Task details | Reproduce all of the material below word for word.

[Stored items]
|---|

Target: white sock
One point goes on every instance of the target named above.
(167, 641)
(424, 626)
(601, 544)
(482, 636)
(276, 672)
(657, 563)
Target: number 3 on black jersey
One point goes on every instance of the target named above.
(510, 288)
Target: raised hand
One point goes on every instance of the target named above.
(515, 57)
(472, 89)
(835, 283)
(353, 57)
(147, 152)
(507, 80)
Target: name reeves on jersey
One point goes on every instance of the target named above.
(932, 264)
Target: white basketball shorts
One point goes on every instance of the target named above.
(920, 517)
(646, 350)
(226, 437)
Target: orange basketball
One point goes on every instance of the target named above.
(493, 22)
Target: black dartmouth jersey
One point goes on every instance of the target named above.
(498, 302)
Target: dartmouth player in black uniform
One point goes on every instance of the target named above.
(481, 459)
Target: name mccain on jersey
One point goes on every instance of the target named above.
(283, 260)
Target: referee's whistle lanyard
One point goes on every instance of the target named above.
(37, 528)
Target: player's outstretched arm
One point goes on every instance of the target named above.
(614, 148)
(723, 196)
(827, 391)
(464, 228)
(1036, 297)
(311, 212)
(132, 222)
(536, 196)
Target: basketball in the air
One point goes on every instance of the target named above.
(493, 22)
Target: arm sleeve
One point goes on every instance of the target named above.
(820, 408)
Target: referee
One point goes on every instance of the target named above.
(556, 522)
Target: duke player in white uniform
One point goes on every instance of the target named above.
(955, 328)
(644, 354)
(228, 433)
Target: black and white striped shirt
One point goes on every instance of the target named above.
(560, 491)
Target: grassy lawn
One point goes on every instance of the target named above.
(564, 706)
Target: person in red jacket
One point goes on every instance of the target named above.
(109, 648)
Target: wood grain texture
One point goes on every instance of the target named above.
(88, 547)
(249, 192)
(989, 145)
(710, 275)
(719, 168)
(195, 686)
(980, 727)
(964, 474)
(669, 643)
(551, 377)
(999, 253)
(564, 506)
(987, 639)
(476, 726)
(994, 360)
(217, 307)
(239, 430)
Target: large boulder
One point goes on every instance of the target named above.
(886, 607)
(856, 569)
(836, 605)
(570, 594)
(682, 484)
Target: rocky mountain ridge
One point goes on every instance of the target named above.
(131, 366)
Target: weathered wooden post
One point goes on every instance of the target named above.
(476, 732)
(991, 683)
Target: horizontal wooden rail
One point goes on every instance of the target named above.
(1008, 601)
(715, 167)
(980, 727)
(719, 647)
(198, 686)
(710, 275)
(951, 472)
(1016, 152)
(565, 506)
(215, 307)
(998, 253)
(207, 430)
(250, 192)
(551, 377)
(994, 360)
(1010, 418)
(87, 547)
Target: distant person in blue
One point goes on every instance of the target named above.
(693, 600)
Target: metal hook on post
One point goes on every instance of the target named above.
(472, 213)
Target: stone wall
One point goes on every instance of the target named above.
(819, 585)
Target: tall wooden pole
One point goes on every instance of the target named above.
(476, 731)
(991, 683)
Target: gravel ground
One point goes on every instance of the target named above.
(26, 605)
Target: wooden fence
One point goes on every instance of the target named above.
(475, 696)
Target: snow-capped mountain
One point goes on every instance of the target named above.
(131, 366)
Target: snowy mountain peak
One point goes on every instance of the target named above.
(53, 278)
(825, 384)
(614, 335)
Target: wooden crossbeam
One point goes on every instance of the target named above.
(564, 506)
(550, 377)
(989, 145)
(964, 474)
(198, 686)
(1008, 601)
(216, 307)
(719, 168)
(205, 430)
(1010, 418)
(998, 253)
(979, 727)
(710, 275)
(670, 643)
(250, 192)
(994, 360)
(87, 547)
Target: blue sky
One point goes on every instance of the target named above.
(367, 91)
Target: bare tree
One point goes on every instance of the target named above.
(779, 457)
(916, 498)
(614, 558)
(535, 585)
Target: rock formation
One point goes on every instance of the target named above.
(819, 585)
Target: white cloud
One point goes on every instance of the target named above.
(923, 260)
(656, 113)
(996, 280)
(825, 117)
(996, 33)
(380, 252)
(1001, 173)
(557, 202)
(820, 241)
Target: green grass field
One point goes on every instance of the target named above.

|---|

Answer for this exercise |
Target: white sock
One point goes on every instance of the target named above.
(167, 641)
(424, 626)
(601, 544)
(482, 636)
(276, 672)
(657, 563)
Target: number 3 on black jersey
One point goes on every instance of the target named above.
(510, 288)
Target: raised hand
One point goes on every instance of the target named above.
(515, 57)
(472, 89)
(835, 283)
(353, 57)
(147, 152)
(507, 80)
Target: name reeves on jersey
One point goes on every instance of the target named above.
(932, 264)
Target: white basketball shorts
One point goes on every instance of the target named above.
(920, 517)
(646, 350)
(226, 437)
Target: orange basketball
One point goes on every instance of the target named above.
(493, 22)
Target: black dartmouth jersey
One point goes on every instance of the target named above.
(498, 302)
Target: dartmouth player in black uniform
One point goes on every instance of the target named above.
(481, 459)
Target: name mccain on jersey
One point goes on every instance of the target named above.
(283, 260)
Target: referee's whistle lanyard
One point goes on every instance of the target named above.
(37, 528)
Target: player's outstretched arm
One point goes on every instance of the target named above.
(614, 148)
(723, 196)
(827, 391)
(464, 228)
(1036, 297)
(311, 212)
(132, 222)
(536, 196)
Target: basketball in the air
One point goes on every instance of the target named above.
(493, 22)
Target: arm sleeve
One point goes on every instance of the target named above.
(820, 408)
Target: referee
One point goes on every instance of the target named above.
(556, 522)
Target: duke player in white uniform
One point goes on every instance of the target named above.
(955, 328)
(644, 354)
(228, 433)
Target: black and white striped shirt
One point goes on every instance of the target named above.
(560, 491)
Target: grassy lawn
One point goes on every instance of the target named above.
(564, 706)
Target: person in red jacket
One point goes on every instance of the target named above.
(109, 648)
Target: wood grain texture
One point goes on every instance of the target named above.
(88, 547)
(249, 192)
(989, 145)
(710, 275)
(719, 168)
(195, 686)
(980, 727)
(964, 474)
(669, 643)
(551, 377)
(999, 253)
(564, 506)
(987, 639)
(476, 726)
(994, 360)
(217, 307)
(239, 430)
Target: large boulder
One point goes on every instance of the target named above.
(886, 607)
(856, 569)
(836, 605)
(570, 594)
(682, 484)
Target: rocky mountain ridge
One point goes on every instance of the target named above.
(131, 366)
Target: weathered wooden post
One point goes on every instance of the target named above.
(476, 732)
(991, 683)
Target: horizontal wooden rail
One point goes on every instance of the target named above.
(1008, 601)
(715, 167)
(980, 727)
(719, 647)
(198, 686)
(710, 275)
(951, 472)
(1016, 152)
(565, 506)
(215, 307)
(998, 253)
(207, 430)
(250, 192)
(551, 377)
(994, 360)
(1010, 418)
(87, 547)
Target: distant person in blue
One point goes on every instance of the target named above.
(693, 600)
Target: metal hook on post
One point goes on every instance of the target named above.
(472, 213)
Target: stone wall
One point goes on every instance of the target named above.
(819, 585)
Target: tall wooden pole
One point goes on every instance of the target named above.
(476, 731)
(991, 683)
Target: gravel ground
One point goes on every instance of the target named above.
(26, 605)
Target: wooden fence
One point goes on every instance of the target named above.
(475, 696)
Target: snow-capped mountain
One point goes on every instance of the target named above.
(131, 366)
Target: snowy mountain peak
One point goes on every instance of the target named above.
(53, 278)
(825, 384)
(614, 335)
Target: wooden crossbeam
One point goes on every instance of the target named above.
(564, 506)
(550, 377)
(989, 145)
(964, 474)
(198, 686)
(1008, 601)
(216, 307)
(719, 168)
(205, 430)
(1010, 418)
(998, 253)
(979, 727)
(710, 275)
(670, 643)
(250, 192)
(994, 360)
(87, 547)
Target: blue sky
One point goes on every instance of the target named above.
(367, 91)
Target: bare tree
One point goes on every instance of the target named above.
(779, 457)
(916, 498)
(614, 558)
(535, 585)
Target: rock formation
One point goes on every instance of the target named above.
(819, 585)
Target: white cloud
One point goes on every instance of the target named above.
(923, 260)
(656, 113)
(996, 280)
(825, 117)
(996, 33)
(380, 252)
(1001, 173)
(557, 202)
(820, 241)
Target: green grass field
One point goes on every instance of the target named above.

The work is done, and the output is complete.